[Point localization data]
__________________________________________________

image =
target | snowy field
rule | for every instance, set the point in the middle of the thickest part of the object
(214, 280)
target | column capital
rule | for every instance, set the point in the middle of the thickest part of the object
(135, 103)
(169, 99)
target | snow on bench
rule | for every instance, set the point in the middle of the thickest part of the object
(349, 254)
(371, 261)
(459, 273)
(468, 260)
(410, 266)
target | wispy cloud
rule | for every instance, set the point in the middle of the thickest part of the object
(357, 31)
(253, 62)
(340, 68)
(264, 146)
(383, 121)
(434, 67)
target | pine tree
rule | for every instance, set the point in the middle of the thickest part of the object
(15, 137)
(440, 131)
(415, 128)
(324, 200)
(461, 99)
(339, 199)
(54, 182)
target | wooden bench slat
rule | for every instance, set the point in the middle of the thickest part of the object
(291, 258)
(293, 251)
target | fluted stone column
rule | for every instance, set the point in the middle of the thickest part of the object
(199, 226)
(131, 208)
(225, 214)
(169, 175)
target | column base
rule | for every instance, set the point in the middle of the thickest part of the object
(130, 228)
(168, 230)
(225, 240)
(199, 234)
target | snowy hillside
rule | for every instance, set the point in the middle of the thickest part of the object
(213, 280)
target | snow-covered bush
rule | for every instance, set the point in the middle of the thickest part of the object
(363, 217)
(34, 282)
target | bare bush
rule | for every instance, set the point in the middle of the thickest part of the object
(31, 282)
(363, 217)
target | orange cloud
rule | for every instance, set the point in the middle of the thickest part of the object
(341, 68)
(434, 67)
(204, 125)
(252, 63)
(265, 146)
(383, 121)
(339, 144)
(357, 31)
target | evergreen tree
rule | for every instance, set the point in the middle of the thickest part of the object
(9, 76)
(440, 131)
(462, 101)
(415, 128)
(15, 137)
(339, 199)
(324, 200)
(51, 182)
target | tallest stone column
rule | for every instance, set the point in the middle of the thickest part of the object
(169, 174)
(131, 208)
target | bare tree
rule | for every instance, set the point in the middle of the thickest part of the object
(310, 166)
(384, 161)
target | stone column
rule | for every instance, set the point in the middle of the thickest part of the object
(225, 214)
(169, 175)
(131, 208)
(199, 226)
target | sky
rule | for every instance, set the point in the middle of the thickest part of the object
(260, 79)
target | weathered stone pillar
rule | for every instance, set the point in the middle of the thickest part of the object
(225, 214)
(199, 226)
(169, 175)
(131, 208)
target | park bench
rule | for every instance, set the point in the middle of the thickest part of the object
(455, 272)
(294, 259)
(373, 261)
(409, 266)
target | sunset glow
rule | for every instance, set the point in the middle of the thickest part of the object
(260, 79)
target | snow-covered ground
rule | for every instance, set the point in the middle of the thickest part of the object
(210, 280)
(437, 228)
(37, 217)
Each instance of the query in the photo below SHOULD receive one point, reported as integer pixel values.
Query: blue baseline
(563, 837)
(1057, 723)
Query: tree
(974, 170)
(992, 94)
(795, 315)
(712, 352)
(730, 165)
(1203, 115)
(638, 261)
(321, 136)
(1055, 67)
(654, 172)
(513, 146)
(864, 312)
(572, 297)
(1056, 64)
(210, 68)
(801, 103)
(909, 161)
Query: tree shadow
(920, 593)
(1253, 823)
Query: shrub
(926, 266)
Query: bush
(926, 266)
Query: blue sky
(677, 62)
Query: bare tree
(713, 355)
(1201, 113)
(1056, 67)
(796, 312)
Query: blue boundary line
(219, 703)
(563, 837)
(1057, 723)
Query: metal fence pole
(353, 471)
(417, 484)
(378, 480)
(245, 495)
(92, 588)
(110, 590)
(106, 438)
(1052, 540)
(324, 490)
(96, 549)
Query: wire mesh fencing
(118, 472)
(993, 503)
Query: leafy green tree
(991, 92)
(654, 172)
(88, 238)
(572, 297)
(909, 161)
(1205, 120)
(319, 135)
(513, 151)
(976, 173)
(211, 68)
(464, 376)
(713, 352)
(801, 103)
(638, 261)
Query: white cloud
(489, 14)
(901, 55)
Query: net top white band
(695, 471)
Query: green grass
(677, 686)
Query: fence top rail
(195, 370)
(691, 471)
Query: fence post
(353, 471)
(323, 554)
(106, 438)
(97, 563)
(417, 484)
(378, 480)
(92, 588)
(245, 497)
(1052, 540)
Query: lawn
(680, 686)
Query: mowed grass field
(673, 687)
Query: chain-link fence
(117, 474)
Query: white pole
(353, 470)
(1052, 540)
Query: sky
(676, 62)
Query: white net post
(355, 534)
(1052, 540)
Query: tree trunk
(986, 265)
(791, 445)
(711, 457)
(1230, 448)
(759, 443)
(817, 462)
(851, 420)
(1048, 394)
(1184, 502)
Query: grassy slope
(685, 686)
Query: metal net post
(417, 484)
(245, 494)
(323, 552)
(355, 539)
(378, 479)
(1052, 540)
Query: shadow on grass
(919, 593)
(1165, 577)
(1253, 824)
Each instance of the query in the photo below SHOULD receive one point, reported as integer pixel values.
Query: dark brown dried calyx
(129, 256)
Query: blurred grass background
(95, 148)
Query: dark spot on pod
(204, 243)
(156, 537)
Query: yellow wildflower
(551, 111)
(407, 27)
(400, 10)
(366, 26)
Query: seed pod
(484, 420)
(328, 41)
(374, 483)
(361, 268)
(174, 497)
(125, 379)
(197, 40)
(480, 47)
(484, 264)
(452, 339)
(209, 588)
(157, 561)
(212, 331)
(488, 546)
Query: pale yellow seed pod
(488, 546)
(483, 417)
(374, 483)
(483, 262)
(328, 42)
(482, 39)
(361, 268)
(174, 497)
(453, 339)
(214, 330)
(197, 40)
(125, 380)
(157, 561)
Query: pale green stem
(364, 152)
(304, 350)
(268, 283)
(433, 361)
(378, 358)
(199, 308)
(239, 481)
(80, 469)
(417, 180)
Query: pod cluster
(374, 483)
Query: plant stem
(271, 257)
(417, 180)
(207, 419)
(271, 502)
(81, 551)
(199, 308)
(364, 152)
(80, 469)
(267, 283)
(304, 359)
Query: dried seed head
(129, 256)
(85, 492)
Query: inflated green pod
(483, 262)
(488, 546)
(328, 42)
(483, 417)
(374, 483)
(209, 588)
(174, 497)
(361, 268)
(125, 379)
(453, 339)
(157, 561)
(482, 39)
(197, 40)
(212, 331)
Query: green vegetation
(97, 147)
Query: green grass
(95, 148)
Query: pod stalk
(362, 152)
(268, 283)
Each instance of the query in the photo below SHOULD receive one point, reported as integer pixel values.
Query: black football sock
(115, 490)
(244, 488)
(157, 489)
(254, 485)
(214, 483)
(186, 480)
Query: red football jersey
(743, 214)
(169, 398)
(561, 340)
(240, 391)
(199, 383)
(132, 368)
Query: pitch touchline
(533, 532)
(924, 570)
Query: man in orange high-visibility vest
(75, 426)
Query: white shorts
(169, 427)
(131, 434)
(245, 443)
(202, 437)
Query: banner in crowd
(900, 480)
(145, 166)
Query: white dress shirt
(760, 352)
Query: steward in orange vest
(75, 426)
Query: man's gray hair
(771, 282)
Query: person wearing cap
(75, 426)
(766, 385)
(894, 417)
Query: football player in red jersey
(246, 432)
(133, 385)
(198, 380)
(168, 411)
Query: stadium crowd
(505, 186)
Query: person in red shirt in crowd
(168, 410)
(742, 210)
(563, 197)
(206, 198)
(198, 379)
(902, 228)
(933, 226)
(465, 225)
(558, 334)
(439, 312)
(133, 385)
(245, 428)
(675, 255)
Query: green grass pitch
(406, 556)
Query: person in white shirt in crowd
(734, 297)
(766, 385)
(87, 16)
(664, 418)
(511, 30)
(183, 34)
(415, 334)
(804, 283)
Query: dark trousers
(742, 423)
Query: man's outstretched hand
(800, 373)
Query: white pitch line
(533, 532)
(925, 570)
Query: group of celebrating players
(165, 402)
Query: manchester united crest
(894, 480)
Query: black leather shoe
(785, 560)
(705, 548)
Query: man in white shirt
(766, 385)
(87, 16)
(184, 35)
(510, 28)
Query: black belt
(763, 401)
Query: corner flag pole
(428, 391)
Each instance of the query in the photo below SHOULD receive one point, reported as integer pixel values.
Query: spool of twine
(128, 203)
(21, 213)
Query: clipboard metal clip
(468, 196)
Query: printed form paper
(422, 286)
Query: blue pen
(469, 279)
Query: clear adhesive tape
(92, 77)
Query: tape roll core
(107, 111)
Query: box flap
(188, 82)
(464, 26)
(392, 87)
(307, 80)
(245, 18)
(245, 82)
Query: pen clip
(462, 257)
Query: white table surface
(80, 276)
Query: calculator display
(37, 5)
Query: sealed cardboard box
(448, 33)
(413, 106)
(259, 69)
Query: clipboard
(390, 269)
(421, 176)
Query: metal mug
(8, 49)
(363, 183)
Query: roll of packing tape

__________________________________________________

What the task requires ▸
Copy exactly the line containing "Query: person in red shirt in crowd" and each line after it through the end of the records above.

Answer to the exercise ▸
Query: person in red shirt in crowd
(168, 410)
(742, 210)
(563, 197)
(206, 198)
(198, 379)
(902, 228)
(933, 226)
(465, 225)
(558, 334)
(439, 312)
(133, 385)
(245, 428)
(675, 255)
Query: green grass pitch
(406, 556)
Query: person in white shirt in crowd
(734, 297)
(766, 385)
(87, 16)
(664, 418)
(511, 30)
(183, 34)
(415, 334)
(804, 283)
Query: dark trousers
(742, 423)
Query: man's outstretched hand
(800, 373)
Query: white pitch line
(533, 532)
(925, 570)
Query: group of celebrating players
(165, 402)
Query: manchester united crest
(894, 480)
Query: black leather shoe
(785, 560)
(705, 548)
Query: man in white shirt
(766, 385)
(87, 16)
(184, 35)
(510, 28)
Query: black belt
(763, 401)
Query: corner flag pole
(428, 391)
Each instance of the query in the photo below SHOULD receive one point, reported as integer pixel values.
Query: spool of twine
(128, 203)
(21, 213)
Query: clipboard metal clip
(468, 196)
Query: printed form paper
(422, 286)
Query: blue pen
(469, 279)
Query: clear adhesive tape
(92, 77)
Query: tape roll core
(107, 111)
Query: box flap
(188, 82)
(464, 26)
(392, 87)
(307, 80)
(245, 18)
(245, 82)
Query: pen clip
(462, 257)
Query: white table surface
(80, 276)
Query: calculator display
(37, 5)
Query: sealed cardboard box
(448, 33)
(413, 106)
(259, 69)
Query: clipboard
(390, 269)
(421, 176)
Query: metal mug
(8, 49)
(363, 183)
Query: roll of packing tape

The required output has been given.